### What to produce
From the opinion piece on intervention in Libya, print word for word the passage that starts at the words "To unwary political" and ends after "zones over Libya.".

### Selected extract
__________

US must block out siren song of intervention in Libya

Do you remember the legendary Sirens? Perhaps you read about them in high school. In Greek mythology, these strange monsters would lure sailors to their deaths by singing them into distraction, so that their ships would sink. The Sirens tried just that with the adventurer Odysseus, but he outwitted them by telling his men to stuff their ears with wax, making them deaf to the Sirens’ song.

Some modern-day Sirens are out in force this week, urging the US and other Western countries to intervene in Libya. Some of them are using the Huffington Post as a platform for their song. Others are able to spread their message through the reporting of sympathetic European journalists. Perhaps YouTube videos are on the way as well.

To unwary political advisors and officials in London, Washington, Paris, Ottawa, etc., their song must sound sweet indeed – intervene with military force in Libya, and you can simultaneously bring down a dictator, liberate an enslaved people, promote democracy in the Arab nations and claim a glorious place in the world’s history for your troubles.

Heady stuff! Politically-speaking, a more seductive message cannot be imagined. The Sirens of Libya have already entranced France’s Nicholas Sarkozy into talking about “no fly” zones over Libya.

One could get so wrapped up in anticipating the praise that would follow Gadhafi’s overthrow that the dangers inherent in every military intervention, and the inevitable costs of such actions, would seem like trivial, even inconsequential matters.

But the dangers, as Washington Examiner columnists Timothy Carney and Gene Healy have written, are real. And the costs of intervention are real. The lives of American soldiers, sailors and airmen are not trivial things. Neither are possible civilian casualties.

Legend tells us that the Greek hero Orpheus, upon meeting the Sirens, neutralized the effects of their song by singing a song of his own. Western officials who are wavering under the influence of the Sirens of Libya should recall Orpheus’ example. Seductive as their song about intervention is, if our leaders have the will, it can be successfully resisted.

__________

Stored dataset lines
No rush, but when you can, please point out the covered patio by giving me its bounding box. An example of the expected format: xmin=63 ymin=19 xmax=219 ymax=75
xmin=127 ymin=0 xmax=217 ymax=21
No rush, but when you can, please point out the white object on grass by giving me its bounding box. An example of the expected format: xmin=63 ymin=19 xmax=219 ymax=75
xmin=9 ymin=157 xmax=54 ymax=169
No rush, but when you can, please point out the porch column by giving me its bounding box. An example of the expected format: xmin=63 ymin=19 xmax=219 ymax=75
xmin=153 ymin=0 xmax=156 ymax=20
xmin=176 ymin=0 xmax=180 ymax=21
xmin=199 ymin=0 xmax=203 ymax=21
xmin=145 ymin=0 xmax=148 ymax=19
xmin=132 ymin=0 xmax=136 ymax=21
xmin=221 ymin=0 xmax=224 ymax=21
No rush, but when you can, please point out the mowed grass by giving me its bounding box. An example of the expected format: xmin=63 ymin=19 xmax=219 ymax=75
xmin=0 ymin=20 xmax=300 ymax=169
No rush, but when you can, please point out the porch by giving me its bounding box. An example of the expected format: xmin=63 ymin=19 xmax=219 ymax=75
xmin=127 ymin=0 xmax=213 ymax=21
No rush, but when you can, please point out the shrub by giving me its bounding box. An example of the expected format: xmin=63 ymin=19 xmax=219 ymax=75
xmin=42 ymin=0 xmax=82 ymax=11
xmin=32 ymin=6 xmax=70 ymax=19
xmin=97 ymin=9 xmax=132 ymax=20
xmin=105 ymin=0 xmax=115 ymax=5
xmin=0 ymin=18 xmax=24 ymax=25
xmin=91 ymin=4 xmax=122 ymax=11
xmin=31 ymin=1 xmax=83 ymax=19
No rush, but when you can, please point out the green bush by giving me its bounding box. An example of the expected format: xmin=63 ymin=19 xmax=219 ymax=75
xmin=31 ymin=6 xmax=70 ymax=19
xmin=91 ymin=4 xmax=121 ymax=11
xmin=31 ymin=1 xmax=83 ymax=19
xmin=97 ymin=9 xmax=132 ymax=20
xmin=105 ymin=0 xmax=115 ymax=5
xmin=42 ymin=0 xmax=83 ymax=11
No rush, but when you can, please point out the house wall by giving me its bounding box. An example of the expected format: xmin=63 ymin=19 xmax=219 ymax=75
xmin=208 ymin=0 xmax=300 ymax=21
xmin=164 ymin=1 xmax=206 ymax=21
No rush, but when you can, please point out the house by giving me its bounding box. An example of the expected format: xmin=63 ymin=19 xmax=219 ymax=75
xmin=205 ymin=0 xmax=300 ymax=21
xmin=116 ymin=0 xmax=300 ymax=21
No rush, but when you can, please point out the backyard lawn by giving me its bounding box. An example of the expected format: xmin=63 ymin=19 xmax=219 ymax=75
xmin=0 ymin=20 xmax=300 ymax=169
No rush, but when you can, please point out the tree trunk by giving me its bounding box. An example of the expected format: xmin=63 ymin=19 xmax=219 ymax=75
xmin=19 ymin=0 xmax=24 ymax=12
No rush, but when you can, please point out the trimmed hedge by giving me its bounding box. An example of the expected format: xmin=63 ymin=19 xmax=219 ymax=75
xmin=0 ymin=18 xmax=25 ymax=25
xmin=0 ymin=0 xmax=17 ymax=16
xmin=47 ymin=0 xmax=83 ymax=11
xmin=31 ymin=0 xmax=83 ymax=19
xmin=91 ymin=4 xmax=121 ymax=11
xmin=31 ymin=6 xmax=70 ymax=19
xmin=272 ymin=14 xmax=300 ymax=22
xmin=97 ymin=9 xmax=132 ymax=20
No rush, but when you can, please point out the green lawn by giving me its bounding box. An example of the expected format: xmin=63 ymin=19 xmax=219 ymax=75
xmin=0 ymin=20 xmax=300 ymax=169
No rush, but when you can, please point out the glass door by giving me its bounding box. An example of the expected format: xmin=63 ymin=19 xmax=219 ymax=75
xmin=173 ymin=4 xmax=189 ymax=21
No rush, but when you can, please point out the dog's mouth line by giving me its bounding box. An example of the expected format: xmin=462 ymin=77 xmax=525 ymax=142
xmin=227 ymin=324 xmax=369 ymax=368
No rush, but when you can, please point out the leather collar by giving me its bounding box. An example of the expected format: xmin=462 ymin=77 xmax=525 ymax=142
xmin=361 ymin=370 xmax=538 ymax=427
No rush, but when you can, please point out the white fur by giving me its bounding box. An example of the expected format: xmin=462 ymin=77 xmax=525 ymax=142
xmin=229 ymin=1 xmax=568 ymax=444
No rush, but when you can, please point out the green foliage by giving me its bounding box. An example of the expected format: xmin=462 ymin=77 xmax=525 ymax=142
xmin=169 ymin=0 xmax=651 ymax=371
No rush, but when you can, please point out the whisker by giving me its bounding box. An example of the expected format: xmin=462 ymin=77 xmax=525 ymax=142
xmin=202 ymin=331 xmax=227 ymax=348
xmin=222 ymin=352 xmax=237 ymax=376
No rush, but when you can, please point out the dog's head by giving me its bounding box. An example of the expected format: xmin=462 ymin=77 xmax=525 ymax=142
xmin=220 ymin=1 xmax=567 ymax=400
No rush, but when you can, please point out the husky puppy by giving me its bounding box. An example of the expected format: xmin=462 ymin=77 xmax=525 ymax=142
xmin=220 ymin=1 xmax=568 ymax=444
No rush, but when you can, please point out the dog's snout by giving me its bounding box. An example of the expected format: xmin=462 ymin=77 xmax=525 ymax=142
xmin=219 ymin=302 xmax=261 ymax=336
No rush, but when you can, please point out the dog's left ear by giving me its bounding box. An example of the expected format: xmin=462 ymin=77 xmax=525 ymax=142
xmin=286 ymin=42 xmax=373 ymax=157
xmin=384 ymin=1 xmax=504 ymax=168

__________

### Result for this exercise
To unwary political advisors and officials in London, Washington, Paris, Ottawa, etc., their song must sound sweet indeed – intervene with military force in Libya, and you can simultaneously bring down a dictator, liberate an enslaved people, promote democracy in the Arab nations and claim a glorious place in the world’s history for your troubles.

Heady stuff! Politically-speaking, a more seductive message cannot be imagined. The Sirens of Libya have already entranced France’s Nicholas Sarkozy into talking about “no fly” zones over Libya.